- Work to complete -
Print the lines of the material below verbatim, starting at the line containing "point_to MUST indicate the motorcycle pannier" and continuing through the end of the material, with both ends included.

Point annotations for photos
▬▬▬
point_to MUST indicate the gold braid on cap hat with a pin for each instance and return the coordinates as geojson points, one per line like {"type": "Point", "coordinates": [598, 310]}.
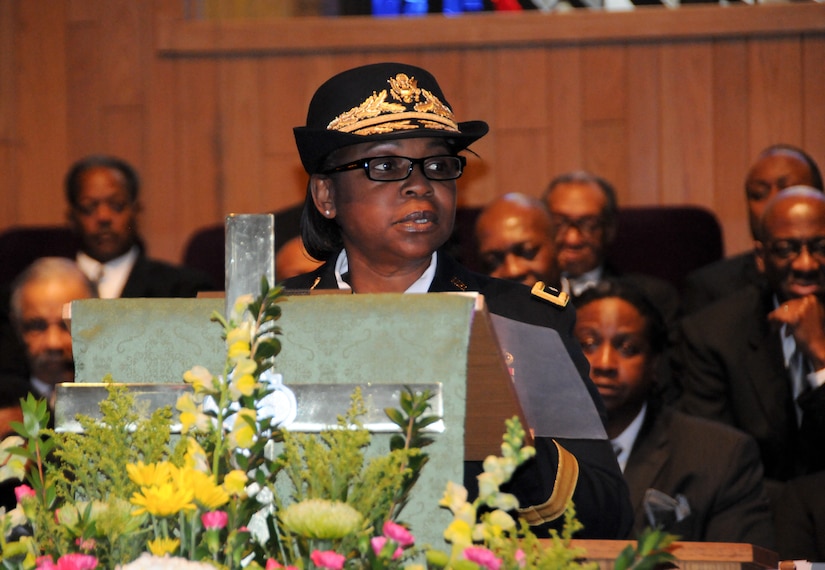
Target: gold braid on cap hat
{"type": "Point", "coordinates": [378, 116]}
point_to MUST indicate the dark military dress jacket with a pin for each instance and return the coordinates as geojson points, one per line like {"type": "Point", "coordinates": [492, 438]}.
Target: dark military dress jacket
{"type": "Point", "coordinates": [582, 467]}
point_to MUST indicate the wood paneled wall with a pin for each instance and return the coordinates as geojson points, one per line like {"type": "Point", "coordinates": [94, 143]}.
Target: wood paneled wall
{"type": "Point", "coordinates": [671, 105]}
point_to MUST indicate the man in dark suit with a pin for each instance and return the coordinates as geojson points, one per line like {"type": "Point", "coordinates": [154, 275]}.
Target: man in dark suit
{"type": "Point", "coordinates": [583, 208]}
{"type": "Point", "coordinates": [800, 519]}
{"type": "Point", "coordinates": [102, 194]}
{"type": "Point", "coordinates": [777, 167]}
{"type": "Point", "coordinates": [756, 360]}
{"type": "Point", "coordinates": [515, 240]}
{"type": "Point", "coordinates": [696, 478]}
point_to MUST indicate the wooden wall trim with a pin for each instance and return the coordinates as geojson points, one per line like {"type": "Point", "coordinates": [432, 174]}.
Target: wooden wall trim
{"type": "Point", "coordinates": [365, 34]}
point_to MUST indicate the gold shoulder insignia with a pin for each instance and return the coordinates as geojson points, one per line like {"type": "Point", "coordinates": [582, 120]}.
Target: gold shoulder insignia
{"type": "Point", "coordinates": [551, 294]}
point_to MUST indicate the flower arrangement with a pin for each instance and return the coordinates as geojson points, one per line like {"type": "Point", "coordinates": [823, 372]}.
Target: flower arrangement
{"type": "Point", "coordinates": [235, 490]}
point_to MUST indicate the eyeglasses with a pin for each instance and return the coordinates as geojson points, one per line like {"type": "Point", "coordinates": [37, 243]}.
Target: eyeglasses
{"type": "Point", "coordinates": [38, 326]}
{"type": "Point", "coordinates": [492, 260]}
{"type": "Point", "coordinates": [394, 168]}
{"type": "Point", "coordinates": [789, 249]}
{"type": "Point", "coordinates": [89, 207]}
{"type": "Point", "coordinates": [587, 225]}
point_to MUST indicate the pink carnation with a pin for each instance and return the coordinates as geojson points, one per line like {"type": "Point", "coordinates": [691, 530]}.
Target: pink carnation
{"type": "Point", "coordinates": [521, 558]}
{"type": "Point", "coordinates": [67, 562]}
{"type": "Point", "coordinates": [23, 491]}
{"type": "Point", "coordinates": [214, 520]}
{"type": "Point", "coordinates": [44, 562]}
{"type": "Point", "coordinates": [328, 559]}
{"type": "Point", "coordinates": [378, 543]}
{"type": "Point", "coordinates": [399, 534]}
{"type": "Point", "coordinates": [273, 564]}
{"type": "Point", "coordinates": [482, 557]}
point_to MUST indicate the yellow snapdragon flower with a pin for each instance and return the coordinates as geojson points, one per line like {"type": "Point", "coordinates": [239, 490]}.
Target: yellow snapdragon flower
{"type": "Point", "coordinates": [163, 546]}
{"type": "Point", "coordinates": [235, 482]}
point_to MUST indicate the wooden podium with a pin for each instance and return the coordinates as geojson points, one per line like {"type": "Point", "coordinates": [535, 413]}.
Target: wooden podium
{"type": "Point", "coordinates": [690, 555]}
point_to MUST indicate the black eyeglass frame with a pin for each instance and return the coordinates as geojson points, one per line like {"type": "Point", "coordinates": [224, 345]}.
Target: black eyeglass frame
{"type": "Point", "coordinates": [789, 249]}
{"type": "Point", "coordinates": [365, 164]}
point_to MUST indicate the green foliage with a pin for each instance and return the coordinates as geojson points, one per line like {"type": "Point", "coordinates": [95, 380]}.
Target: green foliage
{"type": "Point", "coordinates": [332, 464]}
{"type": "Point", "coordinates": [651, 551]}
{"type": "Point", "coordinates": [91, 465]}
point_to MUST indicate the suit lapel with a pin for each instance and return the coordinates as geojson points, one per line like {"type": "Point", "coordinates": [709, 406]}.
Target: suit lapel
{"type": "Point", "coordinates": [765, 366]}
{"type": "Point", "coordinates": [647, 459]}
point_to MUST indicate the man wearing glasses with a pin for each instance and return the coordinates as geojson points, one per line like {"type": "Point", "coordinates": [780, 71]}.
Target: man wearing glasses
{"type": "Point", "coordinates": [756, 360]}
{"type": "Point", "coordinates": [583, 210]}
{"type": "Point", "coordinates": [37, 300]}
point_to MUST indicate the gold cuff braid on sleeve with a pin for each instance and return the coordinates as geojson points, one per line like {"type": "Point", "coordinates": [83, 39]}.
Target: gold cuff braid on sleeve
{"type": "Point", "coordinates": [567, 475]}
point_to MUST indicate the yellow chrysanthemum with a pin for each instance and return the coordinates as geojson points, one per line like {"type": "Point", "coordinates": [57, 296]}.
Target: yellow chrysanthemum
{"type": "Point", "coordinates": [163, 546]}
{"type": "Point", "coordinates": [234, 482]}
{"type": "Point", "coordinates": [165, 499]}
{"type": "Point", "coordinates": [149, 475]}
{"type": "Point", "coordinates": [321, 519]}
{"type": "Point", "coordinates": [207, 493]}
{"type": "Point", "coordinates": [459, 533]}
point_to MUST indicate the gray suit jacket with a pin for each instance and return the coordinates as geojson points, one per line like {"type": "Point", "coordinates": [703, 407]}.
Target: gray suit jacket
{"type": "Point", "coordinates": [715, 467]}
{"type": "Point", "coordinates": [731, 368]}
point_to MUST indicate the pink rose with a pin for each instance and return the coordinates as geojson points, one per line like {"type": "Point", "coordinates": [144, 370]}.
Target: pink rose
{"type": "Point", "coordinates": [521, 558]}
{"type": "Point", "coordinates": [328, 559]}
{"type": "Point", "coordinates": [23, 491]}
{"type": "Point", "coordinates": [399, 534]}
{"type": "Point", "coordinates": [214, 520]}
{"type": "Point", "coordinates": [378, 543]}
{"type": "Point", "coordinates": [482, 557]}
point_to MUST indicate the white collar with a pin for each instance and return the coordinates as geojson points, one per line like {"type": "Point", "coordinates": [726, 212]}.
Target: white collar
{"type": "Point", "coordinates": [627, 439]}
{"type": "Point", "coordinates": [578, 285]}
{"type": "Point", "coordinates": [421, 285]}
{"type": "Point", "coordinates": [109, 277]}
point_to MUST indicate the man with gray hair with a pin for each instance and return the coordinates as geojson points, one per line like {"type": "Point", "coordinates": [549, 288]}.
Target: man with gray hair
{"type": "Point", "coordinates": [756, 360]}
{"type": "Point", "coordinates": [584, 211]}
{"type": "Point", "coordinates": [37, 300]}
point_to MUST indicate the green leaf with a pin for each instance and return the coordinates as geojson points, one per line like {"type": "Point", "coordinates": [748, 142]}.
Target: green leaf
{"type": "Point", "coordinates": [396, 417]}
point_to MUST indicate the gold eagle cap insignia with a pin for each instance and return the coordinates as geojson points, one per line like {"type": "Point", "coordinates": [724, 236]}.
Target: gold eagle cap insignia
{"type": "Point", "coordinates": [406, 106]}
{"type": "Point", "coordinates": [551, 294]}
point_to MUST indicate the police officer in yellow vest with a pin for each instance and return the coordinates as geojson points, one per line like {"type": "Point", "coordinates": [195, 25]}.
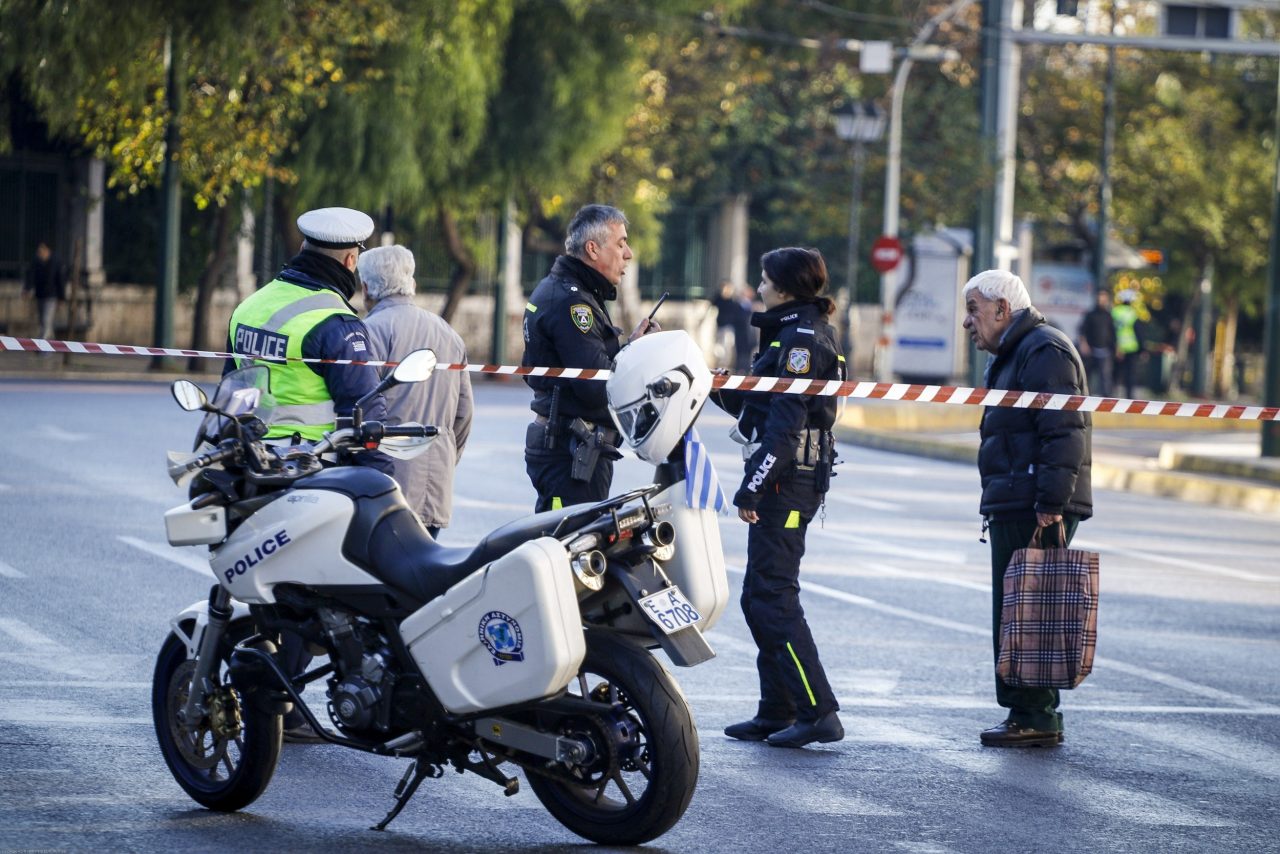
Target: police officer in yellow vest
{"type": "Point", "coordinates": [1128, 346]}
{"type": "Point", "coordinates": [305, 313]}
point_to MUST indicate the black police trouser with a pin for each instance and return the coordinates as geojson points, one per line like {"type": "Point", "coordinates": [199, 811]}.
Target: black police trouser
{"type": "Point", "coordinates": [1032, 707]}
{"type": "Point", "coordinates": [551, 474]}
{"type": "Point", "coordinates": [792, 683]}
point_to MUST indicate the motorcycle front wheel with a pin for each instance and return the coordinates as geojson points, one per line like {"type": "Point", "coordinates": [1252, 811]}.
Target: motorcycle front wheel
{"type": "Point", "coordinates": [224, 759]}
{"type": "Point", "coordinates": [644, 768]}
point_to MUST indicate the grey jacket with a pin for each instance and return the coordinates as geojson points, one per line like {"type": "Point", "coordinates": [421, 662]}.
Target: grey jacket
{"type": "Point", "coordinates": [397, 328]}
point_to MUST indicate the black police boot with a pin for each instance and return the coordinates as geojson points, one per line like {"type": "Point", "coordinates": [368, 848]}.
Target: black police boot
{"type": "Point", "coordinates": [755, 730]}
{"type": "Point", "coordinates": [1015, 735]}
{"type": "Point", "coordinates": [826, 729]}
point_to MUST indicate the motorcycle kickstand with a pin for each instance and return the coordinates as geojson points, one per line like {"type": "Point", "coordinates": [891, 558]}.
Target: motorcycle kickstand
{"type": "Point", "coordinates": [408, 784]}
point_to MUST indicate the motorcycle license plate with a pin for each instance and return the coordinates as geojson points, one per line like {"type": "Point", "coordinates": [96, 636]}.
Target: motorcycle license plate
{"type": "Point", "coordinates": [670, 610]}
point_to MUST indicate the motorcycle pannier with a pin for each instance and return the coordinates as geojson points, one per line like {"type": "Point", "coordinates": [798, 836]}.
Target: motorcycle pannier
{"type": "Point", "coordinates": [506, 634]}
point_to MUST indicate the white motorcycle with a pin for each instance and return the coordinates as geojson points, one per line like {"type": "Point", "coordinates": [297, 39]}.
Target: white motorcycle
▬▬▬
- Output for this task -
point_to MUST indicate the motorcycle pannier with a pin for each instance and return the coordinates as geojson points, one per line like {"type": "Point", "coordinates": [798, 836]}.
Target: motorcycle pannier
{"type": "Point", "coordinates": [506, 634]}
point_to MUST indicate the white motorcycle with a pin for each instance and return the coordinates as geojson points, one per line like {"type": "Point", "coordinates": [297, 39]}.
Target: white motorcycle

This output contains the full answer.